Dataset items
######
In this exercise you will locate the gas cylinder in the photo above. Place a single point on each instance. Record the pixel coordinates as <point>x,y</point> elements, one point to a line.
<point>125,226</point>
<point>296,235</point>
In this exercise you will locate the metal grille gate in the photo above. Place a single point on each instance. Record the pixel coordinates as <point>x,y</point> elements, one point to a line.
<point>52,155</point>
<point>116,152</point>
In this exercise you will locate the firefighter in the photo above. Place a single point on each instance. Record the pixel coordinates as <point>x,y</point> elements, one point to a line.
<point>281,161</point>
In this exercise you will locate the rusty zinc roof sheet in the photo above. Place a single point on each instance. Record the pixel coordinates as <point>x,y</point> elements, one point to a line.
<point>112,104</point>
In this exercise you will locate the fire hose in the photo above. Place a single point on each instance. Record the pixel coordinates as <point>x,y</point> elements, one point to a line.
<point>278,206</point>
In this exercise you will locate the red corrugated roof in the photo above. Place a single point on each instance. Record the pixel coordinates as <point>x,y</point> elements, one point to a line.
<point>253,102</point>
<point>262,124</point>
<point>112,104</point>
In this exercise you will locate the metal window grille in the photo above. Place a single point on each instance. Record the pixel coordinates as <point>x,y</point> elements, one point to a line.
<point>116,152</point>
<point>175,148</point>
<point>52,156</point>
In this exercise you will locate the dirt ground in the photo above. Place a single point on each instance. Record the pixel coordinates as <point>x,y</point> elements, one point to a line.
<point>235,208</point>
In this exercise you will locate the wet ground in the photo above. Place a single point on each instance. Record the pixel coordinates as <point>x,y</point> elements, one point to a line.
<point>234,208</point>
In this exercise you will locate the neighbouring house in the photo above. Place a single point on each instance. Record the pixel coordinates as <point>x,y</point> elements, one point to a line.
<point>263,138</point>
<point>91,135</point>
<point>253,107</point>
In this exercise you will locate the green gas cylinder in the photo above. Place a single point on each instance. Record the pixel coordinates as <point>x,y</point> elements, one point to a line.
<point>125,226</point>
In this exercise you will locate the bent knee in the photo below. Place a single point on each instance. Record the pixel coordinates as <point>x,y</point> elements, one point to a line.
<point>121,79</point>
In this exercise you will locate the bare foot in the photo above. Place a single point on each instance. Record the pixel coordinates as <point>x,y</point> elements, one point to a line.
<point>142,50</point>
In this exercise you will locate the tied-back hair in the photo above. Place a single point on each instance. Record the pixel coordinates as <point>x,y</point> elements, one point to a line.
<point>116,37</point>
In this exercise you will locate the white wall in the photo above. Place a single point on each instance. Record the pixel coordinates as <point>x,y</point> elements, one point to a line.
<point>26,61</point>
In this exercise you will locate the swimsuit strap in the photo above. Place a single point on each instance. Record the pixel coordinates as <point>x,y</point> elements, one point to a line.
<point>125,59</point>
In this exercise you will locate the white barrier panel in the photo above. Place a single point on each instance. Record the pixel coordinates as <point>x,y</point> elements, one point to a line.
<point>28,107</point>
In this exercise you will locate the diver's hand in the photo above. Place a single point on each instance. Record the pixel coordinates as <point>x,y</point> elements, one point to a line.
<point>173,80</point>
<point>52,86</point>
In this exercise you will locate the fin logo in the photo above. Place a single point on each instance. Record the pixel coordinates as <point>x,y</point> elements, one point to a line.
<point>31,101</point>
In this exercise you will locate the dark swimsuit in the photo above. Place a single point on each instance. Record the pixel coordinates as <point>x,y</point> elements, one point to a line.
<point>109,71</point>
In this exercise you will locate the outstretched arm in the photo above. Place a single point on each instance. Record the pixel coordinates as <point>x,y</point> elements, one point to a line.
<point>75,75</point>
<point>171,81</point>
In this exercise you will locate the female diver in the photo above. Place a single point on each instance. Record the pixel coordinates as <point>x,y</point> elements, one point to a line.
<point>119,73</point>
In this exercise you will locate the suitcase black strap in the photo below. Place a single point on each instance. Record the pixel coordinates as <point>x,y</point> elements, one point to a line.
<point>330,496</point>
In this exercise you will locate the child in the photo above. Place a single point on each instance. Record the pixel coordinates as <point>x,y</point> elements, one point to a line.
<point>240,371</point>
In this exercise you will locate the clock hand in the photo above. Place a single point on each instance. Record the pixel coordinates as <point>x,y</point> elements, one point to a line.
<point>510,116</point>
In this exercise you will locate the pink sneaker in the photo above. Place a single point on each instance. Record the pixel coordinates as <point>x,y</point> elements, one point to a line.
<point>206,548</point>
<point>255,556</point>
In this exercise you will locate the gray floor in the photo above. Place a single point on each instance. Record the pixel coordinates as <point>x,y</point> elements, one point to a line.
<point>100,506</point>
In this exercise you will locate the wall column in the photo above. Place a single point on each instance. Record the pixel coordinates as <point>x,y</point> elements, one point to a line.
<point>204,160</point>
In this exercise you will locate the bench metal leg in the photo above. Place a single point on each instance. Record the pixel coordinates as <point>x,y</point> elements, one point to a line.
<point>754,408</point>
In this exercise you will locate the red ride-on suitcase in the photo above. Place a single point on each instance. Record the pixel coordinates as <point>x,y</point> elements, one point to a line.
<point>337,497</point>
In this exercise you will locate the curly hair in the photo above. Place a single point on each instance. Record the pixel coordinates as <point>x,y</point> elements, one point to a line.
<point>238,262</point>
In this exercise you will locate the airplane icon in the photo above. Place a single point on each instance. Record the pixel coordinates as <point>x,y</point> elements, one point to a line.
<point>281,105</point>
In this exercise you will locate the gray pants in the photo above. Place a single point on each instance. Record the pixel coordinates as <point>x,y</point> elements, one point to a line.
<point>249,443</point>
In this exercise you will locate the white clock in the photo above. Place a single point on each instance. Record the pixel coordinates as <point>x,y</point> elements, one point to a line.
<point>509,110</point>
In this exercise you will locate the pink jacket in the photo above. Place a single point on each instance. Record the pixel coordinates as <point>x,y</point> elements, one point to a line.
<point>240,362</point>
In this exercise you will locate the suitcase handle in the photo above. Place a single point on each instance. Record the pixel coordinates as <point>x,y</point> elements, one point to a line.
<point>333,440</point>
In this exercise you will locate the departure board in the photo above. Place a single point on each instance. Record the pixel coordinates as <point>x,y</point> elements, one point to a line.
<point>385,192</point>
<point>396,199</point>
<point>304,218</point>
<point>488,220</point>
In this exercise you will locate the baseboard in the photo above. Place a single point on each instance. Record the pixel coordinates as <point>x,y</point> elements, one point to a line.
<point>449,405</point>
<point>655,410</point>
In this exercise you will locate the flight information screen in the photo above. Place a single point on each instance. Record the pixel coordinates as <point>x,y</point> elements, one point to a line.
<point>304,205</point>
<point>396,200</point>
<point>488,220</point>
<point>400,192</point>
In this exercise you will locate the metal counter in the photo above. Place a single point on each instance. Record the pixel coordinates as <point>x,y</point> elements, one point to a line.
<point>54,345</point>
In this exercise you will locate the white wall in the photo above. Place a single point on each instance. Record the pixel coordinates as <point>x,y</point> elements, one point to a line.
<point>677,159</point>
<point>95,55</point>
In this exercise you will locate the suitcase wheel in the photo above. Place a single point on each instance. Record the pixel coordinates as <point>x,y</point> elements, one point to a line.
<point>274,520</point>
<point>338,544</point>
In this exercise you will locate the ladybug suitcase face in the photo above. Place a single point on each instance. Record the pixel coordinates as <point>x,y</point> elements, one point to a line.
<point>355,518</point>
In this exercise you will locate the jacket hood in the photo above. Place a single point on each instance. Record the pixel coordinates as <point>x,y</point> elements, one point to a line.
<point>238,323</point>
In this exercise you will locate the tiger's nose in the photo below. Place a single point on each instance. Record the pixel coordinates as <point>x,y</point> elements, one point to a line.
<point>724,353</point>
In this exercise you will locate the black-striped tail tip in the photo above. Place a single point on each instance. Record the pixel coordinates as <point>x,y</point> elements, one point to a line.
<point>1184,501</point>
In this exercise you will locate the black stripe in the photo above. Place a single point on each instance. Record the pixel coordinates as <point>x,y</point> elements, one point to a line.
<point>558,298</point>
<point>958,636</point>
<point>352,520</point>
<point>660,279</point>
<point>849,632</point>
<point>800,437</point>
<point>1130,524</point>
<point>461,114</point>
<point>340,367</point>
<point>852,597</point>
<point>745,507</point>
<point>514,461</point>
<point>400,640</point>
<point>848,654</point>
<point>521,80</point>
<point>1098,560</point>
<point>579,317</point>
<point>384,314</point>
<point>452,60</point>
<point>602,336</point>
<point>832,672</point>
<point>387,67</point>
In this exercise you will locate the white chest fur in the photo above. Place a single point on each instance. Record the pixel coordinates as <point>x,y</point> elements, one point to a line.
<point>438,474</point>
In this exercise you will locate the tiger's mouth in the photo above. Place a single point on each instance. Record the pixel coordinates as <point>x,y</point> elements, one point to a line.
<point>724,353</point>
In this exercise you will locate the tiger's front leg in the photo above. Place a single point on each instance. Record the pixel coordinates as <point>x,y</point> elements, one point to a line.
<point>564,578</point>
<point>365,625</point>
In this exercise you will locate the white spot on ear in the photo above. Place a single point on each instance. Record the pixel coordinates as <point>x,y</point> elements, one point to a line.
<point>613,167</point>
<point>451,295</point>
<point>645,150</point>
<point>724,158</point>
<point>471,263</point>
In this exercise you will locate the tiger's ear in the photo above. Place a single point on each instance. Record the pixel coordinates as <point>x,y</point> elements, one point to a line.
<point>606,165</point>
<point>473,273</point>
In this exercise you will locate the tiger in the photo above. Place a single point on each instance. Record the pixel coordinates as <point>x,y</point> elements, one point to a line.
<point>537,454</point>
######
_Instructions to follow_.
Nothing should appear in the output except the lines from the one with "In this exercise you will locate the tiger's front" through the end of the records above, copied exactly.

_Result of this task_.
In this exercise you will locate the tiger's front leg in the photo above. Place a single point on each instance. Record the pixel coordinates as <point>x,y</point> elements, one point to a line.
<point>564,578</point>
<point>365,625</point>
In this exercise you will locate the white spot on ear in the photo above. Place a single point on each instance. Record the pixel coordinates as <point>x,y</point> elements, one point to a line.
<point>613,167</point>
<point>451,295</point>
<point>645,150</point>
<point>724,158</point>
<point>471,263</point>
In this exercise you will locate the tiger's ear in the photo above. Place a single point on each instance. Record the pixel coordinates as <point>x,y</point> elements, one point to a line.
<point>606,165</point>
<point>473,273</point>
In this exercise you will locate the tiger in the photo above. Place a single point on each instance. Record the pixel coordinates as <point>x,y</point> elements, one point to a line.
<point>537,454</point>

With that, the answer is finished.